§ TEXT BLOCK:

┌────────

Why I’d like to feed business plan competitions to the sharks 

I’m not a big fan of business plan or startup competitions. I especially don’t like shark-style pitch competitions.

I do love that you’re taking action to support more startups and entrepreneurs. I like that you’re including training and support for everyone who participates. I can even live with the package of services you’re awarding as prizes.  

Here’s what I have a big problem with: You’re trying to pick winners. 

Let’s go back to the Idea Friendly behaviors list to see what’s wrong with that. 
Old Way:
Formal, control, few, decide, isolated, closed, BIG, failure is bad

New Way:
Informal, chaos, crowd, test, connected, opened, small, failure is valuable

Which set of behaviors describes the competition/shark model? That’s classic Old Way. It’s a formal process closed except for those selected to join, with a few people in control who decide in isolation which one business idea to bet big on and hope it doesn’t fail

What does New Way business encouragement look like? It’s going to be an informal, chaotic way of bringing together a lot of people, maybe even a crowd of people, all trying their business ideas with small tests, connecting everyone with resources and support, and helping them learn from the smallest failures possible. There is no judging.

└────────

§ ENTRIES SUPPLIED:
┌────────

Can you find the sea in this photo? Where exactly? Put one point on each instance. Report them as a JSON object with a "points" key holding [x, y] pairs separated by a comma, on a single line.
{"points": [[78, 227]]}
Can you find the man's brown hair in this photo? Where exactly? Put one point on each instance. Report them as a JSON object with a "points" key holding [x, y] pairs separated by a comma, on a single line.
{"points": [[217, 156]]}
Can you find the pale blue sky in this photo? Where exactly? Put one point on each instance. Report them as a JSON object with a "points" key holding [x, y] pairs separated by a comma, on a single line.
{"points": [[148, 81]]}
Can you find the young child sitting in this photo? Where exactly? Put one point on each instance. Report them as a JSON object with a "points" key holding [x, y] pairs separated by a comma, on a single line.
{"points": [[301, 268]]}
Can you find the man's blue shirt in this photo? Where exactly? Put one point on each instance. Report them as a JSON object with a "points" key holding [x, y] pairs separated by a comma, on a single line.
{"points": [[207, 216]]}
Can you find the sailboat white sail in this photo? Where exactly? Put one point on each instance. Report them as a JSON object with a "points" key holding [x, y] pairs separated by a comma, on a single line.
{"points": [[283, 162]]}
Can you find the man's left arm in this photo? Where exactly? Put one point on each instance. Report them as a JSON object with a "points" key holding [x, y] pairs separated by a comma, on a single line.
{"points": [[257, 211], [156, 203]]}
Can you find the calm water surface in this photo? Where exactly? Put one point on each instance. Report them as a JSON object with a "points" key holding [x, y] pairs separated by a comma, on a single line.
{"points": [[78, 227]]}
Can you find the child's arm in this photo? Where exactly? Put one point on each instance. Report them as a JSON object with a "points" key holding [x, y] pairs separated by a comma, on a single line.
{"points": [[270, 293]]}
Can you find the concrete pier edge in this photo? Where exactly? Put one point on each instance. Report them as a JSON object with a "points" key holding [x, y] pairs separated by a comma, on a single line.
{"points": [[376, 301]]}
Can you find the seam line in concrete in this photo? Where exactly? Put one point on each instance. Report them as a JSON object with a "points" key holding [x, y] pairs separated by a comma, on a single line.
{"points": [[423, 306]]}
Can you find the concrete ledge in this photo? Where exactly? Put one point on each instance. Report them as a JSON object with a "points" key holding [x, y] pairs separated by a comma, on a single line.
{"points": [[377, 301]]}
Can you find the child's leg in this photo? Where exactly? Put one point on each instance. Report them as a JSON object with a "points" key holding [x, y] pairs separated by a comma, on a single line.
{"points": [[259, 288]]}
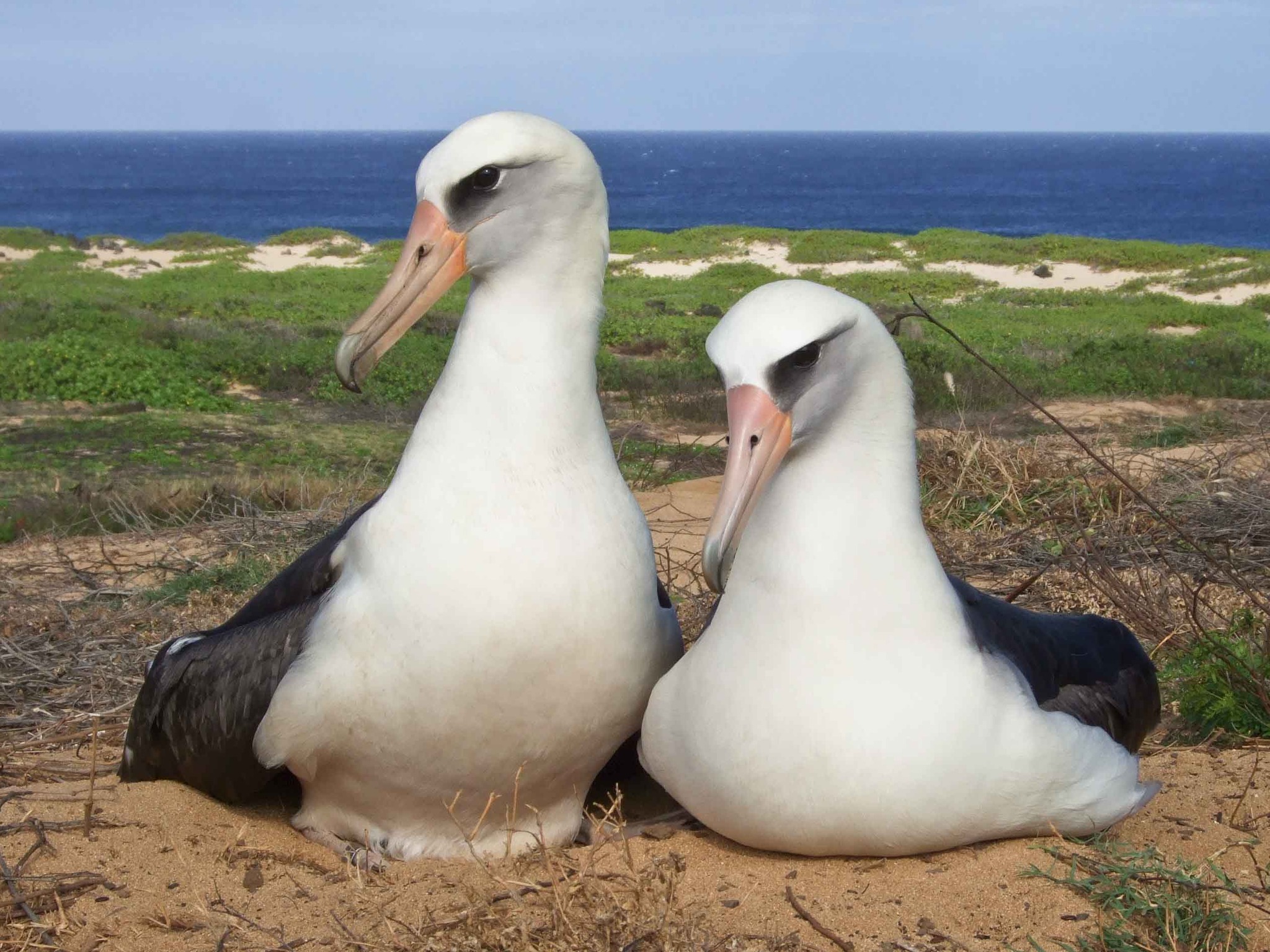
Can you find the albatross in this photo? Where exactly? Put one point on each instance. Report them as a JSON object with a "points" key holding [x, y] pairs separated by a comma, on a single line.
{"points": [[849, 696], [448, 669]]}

└────────
┌────────

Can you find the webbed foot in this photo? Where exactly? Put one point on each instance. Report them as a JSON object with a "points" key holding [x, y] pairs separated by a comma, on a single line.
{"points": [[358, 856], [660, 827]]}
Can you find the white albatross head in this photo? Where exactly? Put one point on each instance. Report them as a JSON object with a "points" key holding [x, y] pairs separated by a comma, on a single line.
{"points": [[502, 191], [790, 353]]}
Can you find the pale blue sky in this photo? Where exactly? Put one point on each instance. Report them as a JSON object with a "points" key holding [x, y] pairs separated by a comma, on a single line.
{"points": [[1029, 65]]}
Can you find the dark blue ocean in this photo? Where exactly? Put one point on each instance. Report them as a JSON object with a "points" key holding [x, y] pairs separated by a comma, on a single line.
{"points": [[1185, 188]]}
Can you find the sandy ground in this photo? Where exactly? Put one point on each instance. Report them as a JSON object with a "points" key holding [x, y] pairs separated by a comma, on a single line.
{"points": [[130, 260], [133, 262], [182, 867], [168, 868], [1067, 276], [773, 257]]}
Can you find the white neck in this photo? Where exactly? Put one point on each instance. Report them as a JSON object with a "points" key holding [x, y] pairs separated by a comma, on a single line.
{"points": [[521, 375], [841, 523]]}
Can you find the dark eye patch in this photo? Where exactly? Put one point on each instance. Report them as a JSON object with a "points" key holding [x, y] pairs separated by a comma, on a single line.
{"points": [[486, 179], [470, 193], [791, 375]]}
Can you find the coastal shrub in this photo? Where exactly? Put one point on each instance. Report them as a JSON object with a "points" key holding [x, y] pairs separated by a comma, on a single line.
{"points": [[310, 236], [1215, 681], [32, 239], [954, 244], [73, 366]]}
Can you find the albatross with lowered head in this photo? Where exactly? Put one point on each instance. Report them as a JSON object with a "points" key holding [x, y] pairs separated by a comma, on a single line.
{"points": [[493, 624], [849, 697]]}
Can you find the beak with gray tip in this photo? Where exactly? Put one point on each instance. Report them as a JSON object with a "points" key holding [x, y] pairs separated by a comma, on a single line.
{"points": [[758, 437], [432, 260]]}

└────────

§ COMPLETE THE FOLLOWING:
A) In one to three sentences, explain why the piece on business plan competitions calls the competition model the Old Way.
B) According to the piece on business plan competitions, which kind of pitch competition does its author especially dislike?

§ ANSWERS FOR THE TASKS:
A) The piece calls the competition model the Old Way because it is a formal process that is closed to everyone except those selected to join. A few people in control decide in isolation which one business idea to bet big on, and they hope it doesn't fail.

B) Shark-style pitch competitions.